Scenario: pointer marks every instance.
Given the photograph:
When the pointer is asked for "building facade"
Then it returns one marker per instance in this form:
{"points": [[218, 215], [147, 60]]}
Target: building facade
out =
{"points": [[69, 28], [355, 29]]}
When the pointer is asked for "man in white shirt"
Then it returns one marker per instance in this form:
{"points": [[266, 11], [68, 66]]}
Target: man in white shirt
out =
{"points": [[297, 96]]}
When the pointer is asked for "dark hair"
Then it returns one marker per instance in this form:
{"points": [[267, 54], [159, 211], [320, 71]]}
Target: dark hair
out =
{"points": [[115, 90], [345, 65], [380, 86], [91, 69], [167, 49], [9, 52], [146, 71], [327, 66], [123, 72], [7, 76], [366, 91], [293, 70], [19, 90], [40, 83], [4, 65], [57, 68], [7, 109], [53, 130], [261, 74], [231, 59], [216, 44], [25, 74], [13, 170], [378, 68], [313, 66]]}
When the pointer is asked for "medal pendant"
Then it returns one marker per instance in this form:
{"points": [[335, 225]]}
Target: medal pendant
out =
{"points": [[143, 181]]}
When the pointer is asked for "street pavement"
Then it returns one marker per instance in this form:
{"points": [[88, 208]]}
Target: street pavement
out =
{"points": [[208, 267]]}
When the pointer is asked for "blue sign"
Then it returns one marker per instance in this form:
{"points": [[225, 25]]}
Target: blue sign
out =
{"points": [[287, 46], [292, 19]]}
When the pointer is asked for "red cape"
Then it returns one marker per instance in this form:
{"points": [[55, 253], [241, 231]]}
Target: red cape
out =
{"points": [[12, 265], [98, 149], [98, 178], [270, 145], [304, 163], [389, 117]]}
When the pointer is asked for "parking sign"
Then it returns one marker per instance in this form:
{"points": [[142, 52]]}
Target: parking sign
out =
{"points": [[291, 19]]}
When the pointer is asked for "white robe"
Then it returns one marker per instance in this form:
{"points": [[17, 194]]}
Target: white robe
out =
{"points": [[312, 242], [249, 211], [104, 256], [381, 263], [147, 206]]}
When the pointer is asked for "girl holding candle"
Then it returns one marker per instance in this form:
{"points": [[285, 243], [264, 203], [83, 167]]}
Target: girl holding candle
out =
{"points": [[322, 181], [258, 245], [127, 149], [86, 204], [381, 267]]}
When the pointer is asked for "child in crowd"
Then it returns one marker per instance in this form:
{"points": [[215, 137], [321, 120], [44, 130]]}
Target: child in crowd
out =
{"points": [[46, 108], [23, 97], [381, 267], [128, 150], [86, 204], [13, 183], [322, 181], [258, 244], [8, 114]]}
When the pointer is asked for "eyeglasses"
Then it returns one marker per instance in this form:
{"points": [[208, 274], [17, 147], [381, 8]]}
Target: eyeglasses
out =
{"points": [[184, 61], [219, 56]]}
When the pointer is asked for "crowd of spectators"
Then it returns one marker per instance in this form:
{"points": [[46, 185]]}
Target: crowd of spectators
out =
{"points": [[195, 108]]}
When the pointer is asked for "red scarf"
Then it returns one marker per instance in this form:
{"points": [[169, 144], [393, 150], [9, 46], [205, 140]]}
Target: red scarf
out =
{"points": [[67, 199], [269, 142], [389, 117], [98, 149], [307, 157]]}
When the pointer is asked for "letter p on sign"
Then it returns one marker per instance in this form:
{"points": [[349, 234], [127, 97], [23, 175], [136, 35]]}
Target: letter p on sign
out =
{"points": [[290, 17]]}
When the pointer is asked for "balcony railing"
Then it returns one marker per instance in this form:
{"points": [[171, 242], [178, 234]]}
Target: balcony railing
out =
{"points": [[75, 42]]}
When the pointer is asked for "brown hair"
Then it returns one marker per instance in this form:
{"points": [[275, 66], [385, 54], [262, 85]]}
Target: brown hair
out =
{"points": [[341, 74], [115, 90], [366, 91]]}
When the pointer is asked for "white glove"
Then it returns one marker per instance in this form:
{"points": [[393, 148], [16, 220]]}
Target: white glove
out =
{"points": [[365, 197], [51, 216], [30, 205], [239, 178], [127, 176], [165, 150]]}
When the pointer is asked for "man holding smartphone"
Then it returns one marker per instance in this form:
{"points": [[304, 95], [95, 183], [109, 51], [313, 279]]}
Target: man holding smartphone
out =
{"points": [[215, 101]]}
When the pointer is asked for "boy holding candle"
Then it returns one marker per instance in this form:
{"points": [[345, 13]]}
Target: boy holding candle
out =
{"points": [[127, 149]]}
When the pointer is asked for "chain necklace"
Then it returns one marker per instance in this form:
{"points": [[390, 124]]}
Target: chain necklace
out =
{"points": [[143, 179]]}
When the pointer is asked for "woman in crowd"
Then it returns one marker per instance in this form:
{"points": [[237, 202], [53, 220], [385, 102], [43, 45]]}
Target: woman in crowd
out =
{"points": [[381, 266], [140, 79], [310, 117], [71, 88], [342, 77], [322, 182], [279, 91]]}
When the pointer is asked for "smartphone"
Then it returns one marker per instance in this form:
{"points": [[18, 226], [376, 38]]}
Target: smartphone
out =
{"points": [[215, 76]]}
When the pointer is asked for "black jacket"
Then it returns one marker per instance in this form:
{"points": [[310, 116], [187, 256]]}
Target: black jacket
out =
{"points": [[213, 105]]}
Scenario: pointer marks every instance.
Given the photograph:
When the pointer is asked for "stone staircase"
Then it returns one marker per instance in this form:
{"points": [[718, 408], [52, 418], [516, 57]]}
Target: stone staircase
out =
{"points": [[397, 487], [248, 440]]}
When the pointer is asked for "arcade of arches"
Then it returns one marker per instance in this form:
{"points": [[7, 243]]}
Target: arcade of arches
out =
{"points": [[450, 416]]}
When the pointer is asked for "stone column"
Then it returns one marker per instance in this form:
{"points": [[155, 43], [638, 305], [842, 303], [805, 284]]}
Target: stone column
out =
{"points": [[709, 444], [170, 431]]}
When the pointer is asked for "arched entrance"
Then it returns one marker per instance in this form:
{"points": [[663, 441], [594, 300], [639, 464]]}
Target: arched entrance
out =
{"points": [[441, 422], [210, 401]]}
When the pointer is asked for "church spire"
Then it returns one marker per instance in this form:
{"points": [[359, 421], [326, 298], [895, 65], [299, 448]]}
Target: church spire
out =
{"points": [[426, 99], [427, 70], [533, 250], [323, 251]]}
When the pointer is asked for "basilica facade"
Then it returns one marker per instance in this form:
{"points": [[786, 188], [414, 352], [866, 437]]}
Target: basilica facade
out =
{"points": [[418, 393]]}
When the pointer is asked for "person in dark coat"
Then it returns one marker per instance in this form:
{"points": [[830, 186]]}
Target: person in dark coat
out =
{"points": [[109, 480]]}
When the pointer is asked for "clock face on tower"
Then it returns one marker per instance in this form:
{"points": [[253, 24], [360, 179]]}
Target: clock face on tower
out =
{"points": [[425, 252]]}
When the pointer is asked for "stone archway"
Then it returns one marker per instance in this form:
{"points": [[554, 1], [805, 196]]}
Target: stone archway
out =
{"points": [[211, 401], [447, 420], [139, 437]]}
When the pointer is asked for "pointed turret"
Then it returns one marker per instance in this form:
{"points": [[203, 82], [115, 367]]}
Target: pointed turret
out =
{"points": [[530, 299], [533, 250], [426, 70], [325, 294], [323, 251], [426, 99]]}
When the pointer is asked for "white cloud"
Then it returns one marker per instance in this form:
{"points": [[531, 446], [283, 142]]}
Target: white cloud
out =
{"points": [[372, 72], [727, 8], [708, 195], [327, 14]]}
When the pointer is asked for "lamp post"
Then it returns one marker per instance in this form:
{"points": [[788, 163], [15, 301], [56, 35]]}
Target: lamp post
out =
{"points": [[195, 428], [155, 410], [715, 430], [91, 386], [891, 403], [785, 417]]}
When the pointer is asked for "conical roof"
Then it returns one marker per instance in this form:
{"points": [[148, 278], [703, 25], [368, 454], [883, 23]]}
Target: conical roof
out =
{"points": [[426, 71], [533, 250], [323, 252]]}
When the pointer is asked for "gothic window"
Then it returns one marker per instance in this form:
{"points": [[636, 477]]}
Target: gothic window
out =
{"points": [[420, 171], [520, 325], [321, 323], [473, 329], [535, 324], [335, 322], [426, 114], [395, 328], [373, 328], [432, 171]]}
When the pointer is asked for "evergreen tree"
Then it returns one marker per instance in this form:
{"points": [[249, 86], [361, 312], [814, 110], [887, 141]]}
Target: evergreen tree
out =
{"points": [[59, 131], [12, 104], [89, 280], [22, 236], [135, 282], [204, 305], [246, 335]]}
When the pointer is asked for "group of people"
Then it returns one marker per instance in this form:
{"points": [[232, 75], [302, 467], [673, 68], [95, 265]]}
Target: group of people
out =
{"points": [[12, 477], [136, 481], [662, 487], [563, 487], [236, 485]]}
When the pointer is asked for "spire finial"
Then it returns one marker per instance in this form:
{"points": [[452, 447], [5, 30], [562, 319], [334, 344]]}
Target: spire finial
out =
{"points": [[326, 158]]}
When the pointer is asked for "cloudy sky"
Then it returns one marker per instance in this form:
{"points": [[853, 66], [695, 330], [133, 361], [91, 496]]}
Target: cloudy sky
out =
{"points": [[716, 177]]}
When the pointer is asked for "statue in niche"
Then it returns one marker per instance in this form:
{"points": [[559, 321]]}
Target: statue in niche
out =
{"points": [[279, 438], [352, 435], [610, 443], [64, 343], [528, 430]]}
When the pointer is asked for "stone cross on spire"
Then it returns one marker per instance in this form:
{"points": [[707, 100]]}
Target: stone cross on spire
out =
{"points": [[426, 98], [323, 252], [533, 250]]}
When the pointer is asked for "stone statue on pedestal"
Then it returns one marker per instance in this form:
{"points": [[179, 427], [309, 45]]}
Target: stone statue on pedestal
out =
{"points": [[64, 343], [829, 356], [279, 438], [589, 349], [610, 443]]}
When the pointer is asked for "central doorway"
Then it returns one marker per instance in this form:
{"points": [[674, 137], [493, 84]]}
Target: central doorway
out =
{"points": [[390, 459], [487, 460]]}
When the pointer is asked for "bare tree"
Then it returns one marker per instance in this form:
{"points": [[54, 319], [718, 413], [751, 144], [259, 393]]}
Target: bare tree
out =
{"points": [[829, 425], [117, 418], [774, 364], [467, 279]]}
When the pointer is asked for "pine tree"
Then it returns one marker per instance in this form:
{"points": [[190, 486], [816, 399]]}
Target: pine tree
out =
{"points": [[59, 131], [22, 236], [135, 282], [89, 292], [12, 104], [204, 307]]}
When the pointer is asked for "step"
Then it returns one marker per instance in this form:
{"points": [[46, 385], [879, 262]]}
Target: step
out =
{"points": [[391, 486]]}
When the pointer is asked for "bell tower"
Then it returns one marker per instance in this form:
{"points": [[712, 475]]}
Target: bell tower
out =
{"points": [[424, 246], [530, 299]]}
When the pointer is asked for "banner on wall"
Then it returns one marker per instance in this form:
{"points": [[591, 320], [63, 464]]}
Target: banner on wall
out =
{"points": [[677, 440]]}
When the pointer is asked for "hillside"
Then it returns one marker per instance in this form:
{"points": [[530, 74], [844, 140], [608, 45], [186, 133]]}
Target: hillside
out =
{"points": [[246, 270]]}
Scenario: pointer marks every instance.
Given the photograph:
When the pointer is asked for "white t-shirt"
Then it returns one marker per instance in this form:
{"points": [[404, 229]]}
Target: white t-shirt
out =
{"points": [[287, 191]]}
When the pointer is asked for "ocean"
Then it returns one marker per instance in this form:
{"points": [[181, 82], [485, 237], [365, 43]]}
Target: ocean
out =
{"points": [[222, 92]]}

# # # # # # #

**Action item**
Select every line in the material above where the string "arches" occurs, and copy it.

**Task answer**
When the pointer is asked for "arcade of arches"
Target: arcade of arches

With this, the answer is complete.